Print the material below word for word, from its first line down through the line that contains "column 721, row 474", and stop there.

Records from a point-labeling set:

>>>

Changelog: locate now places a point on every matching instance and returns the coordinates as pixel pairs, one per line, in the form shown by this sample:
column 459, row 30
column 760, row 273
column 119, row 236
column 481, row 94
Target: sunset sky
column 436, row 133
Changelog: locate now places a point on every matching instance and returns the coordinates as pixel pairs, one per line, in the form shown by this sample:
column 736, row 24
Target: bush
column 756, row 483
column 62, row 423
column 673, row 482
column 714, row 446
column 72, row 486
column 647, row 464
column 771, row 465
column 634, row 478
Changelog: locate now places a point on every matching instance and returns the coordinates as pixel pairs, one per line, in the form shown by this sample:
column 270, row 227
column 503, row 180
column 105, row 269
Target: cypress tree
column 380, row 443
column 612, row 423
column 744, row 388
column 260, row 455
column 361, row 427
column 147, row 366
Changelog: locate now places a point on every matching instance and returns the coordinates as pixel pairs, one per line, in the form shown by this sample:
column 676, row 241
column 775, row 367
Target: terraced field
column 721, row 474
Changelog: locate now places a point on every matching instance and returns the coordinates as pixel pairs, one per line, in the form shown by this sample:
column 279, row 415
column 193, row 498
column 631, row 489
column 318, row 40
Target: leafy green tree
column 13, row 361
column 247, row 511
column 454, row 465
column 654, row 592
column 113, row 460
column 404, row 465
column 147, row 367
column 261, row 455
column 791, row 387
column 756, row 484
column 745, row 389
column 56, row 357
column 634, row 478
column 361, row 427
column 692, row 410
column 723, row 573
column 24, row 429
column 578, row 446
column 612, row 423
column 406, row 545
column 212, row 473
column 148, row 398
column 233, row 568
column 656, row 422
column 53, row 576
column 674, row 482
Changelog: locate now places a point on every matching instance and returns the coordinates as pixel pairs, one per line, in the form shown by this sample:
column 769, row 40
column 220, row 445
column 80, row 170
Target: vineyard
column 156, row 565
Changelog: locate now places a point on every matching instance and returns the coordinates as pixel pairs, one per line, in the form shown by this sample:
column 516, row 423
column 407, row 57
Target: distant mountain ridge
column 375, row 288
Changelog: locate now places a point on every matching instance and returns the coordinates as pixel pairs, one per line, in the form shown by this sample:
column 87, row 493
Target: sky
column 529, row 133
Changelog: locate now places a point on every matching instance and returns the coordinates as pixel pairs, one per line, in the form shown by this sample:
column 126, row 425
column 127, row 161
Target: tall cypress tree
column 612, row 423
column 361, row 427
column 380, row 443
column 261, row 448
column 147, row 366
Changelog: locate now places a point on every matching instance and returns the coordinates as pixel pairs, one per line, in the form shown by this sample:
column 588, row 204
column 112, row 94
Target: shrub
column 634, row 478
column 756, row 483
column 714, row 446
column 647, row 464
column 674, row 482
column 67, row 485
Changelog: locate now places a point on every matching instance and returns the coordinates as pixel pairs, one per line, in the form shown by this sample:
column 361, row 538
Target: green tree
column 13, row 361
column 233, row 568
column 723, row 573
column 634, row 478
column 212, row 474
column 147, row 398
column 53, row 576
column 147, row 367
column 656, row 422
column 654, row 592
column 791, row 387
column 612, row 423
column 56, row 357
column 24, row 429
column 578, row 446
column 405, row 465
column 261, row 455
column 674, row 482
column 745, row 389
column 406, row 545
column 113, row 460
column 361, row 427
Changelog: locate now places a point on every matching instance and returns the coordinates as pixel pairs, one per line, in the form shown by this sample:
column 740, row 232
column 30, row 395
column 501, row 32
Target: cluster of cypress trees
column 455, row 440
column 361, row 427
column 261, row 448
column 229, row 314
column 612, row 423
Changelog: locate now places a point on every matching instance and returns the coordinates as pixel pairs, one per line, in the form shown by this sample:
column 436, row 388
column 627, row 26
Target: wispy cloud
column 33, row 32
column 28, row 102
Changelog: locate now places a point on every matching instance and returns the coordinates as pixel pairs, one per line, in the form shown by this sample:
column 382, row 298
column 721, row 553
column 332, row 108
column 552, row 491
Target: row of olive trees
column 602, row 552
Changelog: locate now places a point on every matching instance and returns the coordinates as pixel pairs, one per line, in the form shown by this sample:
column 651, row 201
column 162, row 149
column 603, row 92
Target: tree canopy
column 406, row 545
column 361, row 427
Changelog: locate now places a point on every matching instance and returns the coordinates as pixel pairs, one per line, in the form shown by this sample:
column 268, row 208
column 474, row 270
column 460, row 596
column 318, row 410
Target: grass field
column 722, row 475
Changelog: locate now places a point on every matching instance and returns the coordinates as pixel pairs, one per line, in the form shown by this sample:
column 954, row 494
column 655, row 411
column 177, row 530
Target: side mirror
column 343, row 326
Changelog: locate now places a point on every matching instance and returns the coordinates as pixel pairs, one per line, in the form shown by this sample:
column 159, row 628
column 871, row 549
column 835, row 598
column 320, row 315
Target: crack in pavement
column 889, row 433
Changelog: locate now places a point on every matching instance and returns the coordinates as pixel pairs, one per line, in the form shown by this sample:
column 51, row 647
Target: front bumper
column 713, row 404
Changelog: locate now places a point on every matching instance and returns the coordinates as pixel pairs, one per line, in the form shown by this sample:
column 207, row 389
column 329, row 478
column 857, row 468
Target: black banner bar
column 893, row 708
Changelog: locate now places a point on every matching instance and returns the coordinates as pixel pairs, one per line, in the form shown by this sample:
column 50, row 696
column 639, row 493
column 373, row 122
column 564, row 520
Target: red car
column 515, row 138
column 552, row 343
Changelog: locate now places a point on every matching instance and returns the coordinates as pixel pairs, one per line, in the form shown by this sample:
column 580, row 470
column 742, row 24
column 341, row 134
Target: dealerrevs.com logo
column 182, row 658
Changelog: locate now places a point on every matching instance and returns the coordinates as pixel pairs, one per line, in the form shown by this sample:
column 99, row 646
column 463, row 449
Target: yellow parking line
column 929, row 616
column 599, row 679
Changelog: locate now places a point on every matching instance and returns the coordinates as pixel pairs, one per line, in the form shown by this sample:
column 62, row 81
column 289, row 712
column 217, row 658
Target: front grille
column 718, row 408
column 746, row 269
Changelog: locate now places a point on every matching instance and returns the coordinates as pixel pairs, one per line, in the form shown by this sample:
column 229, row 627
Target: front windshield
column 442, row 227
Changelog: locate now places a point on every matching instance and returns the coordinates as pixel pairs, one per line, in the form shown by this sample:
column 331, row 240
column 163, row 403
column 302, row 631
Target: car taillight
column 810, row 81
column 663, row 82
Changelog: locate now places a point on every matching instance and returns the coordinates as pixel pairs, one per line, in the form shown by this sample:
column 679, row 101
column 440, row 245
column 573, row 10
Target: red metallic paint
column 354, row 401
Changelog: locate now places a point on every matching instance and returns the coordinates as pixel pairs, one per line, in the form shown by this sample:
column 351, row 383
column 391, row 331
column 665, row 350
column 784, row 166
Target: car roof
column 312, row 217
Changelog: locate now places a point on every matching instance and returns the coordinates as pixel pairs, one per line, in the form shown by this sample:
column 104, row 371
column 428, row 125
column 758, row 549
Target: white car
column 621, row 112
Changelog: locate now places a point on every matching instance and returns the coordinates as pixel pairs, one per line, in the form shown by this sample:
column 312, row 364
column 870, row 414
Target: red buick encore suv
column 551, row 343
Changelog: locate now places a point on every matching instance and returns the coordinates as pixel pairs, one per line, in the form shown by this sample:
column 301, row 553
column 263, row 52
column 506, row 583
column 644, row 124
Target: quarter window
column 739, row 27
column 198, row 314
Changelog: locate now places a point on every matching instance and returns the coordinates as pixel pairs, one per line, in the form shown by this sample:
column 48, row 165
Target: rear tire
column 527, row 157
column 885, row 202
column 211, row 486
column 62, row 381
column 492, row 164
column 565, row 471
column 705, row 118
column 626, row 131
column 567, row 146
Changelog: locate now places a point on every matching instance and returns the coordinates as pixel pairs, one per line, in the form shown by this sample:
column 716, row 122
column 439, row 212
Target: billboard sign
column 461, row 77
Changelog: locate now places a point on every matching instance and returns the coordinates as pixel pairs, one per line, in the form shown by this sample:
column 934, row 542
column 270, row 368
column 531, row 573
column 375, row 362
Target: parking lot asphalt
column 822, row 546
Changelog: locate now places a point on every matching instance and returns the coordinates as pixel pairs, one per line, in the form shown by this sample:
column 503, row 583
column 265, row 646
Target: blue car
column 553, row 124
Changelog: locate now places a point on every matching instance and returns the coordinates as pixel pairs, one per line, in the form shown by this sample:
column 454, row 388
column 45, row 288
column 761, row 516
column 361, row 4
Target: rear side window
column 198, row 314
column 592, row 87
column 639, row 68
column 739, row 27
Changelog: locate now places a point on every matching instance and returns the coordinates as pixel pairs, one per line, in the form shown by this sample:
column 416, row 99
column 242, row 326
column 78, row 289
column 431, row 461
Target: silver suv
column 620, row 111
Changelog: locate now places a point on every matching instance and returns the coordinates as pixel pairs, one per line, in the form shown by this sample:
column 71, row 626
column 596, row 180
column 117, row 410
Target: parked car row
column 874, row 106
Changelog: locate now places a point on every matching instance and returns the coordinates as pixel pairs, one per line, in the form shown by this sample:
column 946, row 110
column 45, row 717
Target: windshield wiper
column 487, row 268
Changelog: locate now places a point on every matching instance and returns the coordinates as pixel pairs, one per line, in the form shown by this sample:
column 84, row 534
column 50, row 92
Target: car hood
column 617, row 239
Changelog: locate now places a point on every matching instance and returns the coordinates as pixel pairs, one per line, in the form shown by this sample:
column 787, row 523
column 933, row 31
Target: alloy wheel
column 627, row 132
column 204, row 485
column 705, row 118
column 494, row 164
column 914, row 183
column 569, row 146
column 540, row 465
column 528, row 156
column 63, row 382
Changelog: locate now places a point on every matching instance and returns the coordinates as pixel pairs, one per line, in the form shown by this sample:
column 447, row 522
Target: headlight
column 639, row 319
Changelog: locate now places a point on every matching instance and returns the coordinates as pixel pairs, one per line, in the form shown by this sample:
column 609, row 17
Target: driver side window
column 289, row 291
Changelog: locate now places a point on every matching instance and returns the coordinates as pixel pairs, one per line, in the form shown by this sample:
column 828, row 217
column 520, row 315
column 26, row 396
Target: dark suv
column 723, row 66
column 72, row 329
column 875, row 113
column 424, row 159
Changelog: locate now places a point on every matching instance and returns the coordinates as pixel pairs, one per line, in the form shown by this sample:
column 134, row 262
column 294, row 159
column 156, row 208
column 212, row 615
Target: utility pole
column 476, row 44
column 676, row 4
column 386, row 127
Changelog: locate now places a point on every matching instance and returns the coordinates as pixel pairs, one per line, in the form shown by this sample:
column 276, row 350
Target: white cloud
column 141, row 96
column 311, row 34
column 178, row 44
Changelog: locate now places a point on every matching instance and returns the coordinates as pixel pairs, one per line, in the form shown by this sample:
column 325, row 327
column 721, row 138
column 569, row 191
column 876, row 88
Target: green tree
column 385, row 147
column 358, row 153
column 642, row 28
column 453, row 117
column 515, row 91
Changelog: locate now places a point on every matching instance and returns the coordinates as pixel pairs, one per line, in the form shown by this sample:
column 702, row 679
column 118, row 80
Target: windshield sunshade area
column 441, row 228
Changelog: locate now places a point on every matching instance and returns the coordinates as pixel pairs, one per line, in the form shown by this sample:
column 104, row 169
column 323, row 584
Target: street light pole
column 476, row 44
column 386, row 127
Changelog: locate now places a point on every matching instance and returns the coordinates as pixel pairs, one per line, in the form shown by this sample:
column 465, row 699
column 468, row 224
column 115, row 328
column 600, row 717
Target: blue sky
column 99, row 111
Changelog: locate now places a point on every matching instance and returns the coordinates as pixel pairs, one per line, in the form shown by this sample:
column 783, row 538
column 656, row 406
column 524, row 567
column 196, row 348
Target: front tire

<<<

## THE ANSWER
Changelog: locate now places a point on every matching instance and returns the coordinates as pixel pairs, one per line, in the form shown by this sample:
column 459, row 30
column 760, row 273
column 119, row 236
column 481, row 94
Target: sunset sky
column 436, row 133
Changelog: locate now places a point on every matching instance and returns the coordinates as pixel pairs, one per line, in the form shown by this sample:
column 736, row 24
Target: bush
column 756, row 483
column 62, row 423
column 673, row 482
column 714, row 446
column 72, row 486
column 647, row 464
column 771, row 465
column 634, row 478
Changelog: locate now places a point on every matching instance and returns the coordinates as pixel pairs, one per line, in the form shown by this sample:
column 270, row 227
column 503, row 180
column 105, row 269
Target: cypress tree
column 380, row 443
column 612, row 423
column 744, row 388
column 260, row 455
column 361, row 427
column 147, row 366
Changelog: locate now places a point on every matching instance and returns the coordinates as pixel pairs, one per line, in the form shown by this sample:
column 676, row 241
column 775, row 367
Target: terraced field
column 721, row 474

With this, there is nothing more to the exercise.